** START RECORDS FOR THIS EXERCISE **

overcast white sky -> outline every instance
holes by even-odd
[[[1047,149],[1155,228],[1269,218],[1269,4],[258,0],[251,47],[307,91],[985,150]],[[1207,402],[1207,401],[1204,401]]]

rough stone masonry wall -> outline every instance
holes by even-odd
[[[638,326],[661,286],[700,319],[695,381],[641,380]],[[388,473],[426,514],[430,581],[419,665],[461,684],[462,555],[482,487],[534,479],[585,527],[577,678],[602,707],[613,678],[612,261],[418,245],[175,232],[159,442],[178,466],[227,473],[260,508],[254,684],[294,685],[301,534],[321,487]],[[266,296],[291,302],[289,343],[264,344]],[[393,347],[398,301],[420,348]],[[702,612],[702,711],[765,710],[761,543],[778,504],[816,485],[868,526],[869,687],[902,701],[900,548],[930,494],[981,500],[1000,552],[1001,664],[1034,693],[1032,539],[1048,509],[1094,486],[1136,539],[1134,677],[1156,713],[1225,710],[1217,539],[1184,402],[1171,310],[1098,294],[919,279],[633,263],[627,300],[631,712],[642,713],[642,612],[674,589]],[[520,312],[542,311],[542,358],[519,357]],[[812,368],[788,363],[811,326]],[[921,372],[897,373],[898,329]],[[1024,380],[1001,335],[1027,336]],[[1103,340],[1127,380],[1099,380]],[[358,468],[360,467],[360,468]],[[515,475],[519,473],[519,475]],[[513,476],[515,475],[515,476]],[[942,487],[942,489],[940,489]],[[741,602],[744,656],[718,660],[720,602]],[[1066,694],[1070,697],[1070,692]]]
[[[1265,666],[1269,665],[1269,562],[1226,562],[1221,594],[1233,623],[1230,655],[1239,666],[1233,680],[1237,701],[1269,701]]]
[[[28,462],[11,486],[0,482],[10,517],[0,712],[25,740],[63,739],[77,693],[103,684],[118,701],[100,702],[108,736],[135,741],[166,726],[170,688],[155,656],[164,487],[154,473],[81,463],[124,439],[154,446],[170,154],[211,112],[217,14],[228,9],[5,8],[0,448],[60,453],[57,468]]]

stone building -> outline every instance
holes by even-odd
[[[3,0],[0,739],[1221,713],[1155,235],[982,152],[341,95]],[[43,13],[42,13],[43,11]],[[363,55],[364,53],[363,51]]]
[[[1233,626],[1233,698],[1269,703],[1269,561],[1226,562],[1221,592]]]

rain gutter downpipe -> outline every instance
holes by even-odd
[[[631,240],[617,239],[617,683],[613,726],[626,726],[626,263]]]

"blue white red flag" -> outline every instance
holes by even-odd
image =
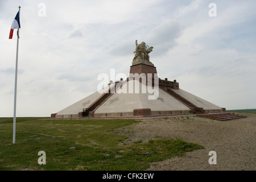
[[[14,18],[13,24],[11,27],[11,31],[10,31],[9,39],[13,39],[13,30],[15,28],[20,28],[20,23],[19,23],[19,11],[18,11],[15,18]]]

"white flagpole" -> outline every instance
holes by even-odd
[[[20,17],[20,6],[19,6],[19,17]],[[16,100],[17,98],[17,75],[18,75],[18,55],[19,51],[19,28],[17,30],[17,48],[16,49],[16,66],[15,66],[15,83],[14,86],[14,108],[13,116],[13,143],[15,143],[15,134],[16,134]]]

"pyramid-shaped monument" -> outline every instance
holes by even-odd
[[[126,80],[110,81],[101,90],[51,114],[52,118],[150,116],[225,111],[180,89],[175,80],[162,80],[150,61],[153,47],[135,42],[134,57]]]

** END RECORDS FOR THIS EXERCISE **
** START RECORDS FOR THIS EXERCISE **

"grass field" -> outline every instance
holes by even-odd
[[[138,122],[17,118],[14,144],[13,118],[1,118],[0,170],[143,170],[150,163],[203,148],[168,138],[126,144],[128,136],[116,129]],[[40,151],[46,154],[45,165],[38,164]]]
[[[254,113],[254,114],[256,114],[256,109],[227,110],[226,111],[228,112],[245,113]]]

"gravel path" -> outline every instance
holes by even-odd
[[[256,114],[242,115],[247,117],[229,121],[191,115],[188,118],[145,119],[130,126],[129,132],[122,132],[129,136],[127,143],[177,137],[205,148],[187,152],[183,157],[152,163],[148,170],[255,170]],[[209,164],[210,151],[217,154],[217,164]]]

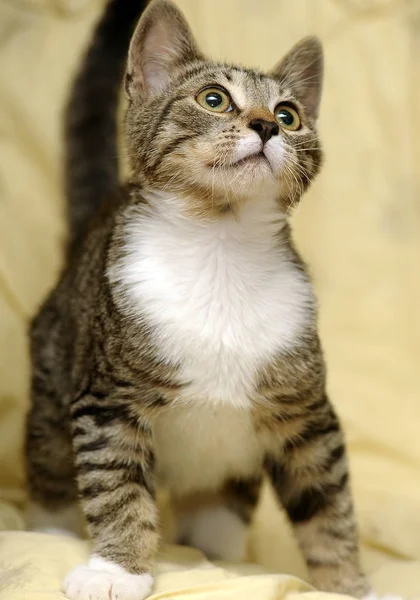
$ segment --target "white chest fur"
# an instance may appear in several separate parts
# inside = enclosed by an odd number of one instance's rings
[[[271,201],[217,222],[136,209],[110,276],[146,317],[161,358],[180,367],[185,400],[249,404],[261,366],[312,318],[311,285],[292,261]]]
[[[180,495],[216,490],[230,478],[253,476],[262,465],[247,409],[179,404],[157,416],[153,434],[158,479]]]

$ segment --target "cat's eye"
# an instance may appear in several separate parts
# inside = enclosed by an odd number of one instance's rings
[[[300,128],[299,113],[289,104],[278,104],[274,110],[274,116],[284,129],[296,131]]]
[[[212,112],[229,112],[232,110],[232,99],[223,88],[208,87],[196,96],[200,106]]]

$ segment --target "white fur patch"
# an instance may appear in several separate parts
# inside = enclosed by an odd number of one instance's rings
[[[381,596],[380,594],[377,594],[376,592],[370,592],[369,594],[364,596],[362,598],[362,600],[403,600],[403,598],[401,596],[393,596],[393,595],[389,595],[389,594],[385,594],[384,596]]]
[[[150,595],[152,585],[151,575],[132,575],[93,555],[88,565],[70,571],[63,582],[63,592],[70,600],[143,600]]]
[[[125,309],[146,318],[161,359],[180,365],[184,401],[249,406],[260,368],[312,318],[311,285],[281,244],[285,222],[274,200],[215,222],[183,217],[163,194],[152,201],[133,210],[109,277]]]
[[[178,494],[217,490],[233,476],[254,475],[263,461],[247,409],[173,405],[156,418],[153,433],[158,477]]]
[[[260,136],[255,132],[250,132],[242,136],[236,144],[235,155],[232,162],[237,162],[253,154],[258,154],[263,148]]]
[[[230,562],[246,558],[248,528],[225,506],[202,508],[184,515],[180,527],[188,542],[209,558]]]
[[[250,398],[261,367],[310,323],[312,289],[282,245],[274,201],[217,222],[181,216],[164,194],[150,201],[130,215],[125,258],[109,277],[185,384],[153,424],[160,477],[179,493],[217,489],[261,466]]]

** END RECORDS FOR THIS EXERCISE **
** START RECORDS FOR THIS EXERCISE **

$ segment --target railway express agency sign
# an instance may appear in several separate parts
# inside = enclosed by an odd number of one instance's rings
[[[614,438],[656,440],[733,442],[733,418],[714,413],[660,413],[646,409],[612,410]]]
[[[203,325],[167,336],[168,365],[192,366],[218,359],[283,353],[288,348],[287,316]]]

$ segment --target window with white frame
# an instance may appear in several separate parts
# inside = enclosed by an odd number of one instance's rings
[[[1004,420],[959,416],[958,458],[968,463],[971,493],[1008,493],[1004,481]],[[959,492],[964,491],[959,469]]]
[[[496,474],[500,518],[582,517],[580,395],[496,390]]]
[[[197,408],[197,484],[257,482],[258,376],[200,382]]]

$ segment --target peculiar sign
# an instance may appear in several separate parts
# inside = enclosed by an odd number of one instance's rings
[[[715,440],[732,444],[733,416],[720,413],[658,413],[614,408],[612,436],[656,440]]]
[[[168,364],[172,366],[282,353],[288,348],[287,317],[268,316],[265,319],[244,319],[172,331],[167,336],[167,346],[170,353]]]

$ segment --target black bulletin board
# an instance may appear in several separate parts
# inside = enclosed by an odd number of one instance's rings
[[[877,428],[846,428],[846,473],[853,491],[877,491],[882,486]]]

** END RECORDS FOR THIS EXERCISE **

Rewrite the stretch of the listing from the line containing "--target peculiar sign" through the line containing "[[[877,428],[846,428],[846,473],[853,491],[877,491],[882,486]]]", swapping "bulletin board" for "message board" and leaving everything else unchanged.

▸ TASK ANSWER
$ segment --target peculiar sign
# an instance may appear in several separate parts
# inside = enclosed by an odd number of one instance's rings
[[[715,440],[732,444],[733,416],[720,413],[658,413],[614,408],[612,436],[656,440]]]
[[[168,364],[172,366],[282,353],[288,348],[287,317],[268,316],[265,319],[244,319],[172,331],[167,336],[167,346],[170,353]]]

$ segment --target black message board
# an instance may appear in several separate parts
# inside = enclosed by an odd number of one instance's rings
[[[877,428],[846,428],[846,473],[853,491],[877,491],[882,486]]]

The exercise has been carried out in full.